## WORK TASK A
Could you write out the stretch of the review of The Cage from "Monday, June 15, 2015" through "of the trilogy."?
## WORK TASK B
Do these statements agree with the review of The Cage? Answer yes or no for each, quoting the words that decide it. (i) The Cage is the first book in a trilogy. (ii) Cora wakes up alone, with no other teens present. (iii) The reviewer disliked how Cora fought against captivity.
## WORK TASK C
Can you pick up the review of The Cage after its final sentence and keep it going?
═════ PROVIDED PASSAGE
Monday, June 15, 2015

YA SF, The Cage, Megan Shepherd

The Cage
Megan Shepherd
ISBN: 9780062243058
First in a trilogy:  Cora, along with five other teens, wakes in a crazed warped-spacetime funhouse designed to superficially resemble various cultures and biospheres on Earth.

This was an interesting read, and a really good example of how to have a solid, tight, COMPLETE storyline and climax, while still leaving lots of good space for the remainder of the trilogy.

Cora is a solid character, and she attempts to befriend the others in the menagerie, but their own complacency and the capricious nature of their captors (zookeepers?) keeps her apart from them.  I really liked how Shepherd made Cora fight, mentally and physically, against their captivity, even when her actions weren't helpful or were actively hampered by the rest of the group.  Nice to see a really powerful girl kick back against the "victim" mentality.
══════════
═════ DATA PROVIDED
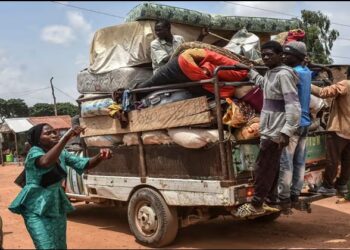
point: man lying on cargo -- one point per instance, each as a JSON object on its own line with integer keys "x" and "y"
{"x": 279, "y": 120}
{"x": 195, "y": 65}
{"x": 166, "y": 43}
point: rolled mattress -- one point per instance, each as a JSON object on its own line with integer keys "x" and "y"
{"x": 126, "y": 77}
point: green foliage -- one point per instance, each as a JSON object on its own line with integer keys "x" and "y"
{"x": 42, "y": 109}
{"x": 319, "y": 38}
{"x": 66, "y": 108}
{"x": 13, "y": 108}
{"x": 45, "y": 109}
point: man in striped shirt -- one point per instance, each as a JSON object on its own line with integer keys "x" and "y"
{"x": 279, "y": 120}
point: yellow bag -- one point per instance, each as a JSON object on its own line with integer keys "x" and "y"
{"x": 249, "y": 131}
{"x": 237, "y": 114}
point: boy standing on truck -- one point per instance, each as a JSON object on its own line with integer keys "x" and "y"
{"x": 338, "y": 141}
{"x": 279, "y": 120}
{"x": 292, "y": 164}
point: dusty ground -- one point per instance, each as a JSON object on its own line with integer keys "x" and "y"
{"x": 92, "y": 226}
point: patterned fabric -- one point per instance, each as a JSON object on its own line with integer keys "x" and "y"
{"x": 150, "y": 11}
{"x": 46, "y": 232}
{"x": 44, "y": 209}
{"x": 50, "y": 201}
{"x": 147, "y": 11}
{"x": 221, "y": 51}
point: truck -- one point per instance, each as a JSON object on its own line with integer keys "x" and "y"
{"x": 166, "y": 187}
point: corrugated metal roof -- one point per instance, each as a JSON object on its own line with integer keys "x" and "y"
{"x": 4, "y": 128}
{"x": 57, "y": 122}
{"x": 18, "y": 125}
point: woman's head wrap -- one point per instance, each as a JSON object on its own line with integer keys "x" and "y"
{"x": 33, "y": 135}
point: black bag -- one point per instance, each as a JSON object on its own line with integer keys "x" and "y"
{"x": 53, "y": 176}
{"x": 21, "y": 179}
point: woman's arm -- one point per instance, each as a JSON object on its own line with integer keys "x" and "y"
{"x": 51, "y": 156}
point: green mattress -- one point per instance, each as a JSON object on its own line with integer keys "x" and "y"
{"x": 152, "y": 11}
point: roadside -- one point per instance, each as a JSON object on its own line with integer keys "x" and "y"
{"x": 92, "y": 227}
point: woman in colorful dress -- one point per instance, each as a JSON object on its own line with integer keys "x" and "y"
{"x": 42, "y": 202}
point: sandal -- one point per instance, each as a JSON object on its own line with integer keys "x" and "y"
{"x": 248, "y": 210}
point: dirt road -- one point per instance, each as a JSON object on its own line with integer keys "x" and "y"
{"x": 92, "y": 226}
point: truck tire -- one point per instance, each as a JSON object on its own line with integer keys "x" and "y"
{"x": 268, "y": 218}
{"x": 150, "y": 219}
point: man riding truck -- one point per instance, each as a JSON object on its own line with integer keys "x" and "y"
{"x": 279, "y": 119}
{"x": 166, "y": 43}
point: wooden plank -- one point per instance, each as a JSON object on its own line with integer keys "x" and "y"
{"x": 181, "y": 113}
{"x": 101, "y": 125}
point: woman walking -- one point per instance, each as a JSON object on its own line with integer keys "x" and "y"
{"x": 42, "y": 202}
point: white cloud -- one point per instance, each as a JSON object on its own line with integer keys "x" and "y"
{"x": 77, "y": 21}
{"x": 58, "y": 34}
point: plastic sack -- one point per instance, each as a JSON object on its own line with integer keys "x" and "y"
{"x": 237, "y": 114}
{"x": 130, "y": 139}
{"x": 193, "y": 138}
{"x": 155, "y": 137}
{"x": 103, "y": 140}
{"x": 246, "y": 44}
{"x": 249, "y": 131}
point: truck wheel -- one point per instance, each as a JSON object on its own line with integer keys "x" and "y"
{"x": 150, "y": 219}
{"x": 267, "y": 218}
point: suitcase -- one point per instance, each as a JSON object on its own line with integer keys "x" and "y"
{"x": 126, "y": 77}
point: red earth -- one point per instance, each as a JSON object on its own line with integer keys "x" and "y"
{"x": 94, "y": 226}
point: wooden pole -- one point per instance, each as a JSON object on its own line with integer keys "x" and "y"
{"x": 54, "y": 98}
{"x": 16, "y": 148}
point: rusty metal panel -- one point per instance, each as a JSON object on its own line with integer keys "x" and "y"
{"x": 174, "y": 161}
{"x": 125, "y": 162}
{"x": 166, "y": 161}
══════════
## RESPONSE A
Monday, June 15, 2015

YA SF, The Cage, Megan Shepherd

The Cage
Megan Shepherd
ISBN: 9780062243058
First in a trilogy:  Cora, along with five other teens, wakes in a crazed warped-spacetime funhouse designed to superficially resemble various cultures and biospheres on Earth.

This was an interesting read, and a really good example of how to have a solid, tight, COMPLETE storyline and climax, while still leaving lots of good space for the remainder of the trilogy.

## RESPONSE B
(i) Yes: "First in a trilogy"
(ii) No: "Cora, along with five other teens, wakes"
(iii) No: "I really liked how Shepherd made Cora fight, mentally and physically, against their captivity"

## RESPONSE C
My one major quibble is that the kids are supposedly meant to represent human diversity, yet there are no black characters at all.  There are two darker-skinned girl characters, but one is dead before the story begins (which is unfortunately stereotypical) and the other is introduced as a crazed feral creature (which is also unfortunately stereotypical), and the one male "ethnic" boy is Polynesian or Maori - Pacific Islander, instead of black.  There is one other Asian character, and the remaining three (also the most important three for the majority of the story) are white.  On the one hand, I hate to dock a book because of casting choices, but when the premise is established as specifically as this was, it's a little noticeable when fully half of your "genetically diverse" menagerie is made of lily-white people, when the actual demographics of planet Earth are fundamentally different.  I was left with the stunning realization that if Cora herself had been a black girl, the story would have been in large part the same, but with an even more powerful engine behind her drive to never be a victim.  I have to think that alternate-universe version would be even more amazing.

Still, the book ends with our character group divided and split up, with the promise of more potential characters to add to the mix.  It's scheduled for May next year, and I'm already looking forward to it.

For people who want to read an entire trilogy at once with no waiting, I would highly suggest Shepherd's earlier trilogy; The Madman's Daughter, Her Dark Curiosity, A Cold Legacy.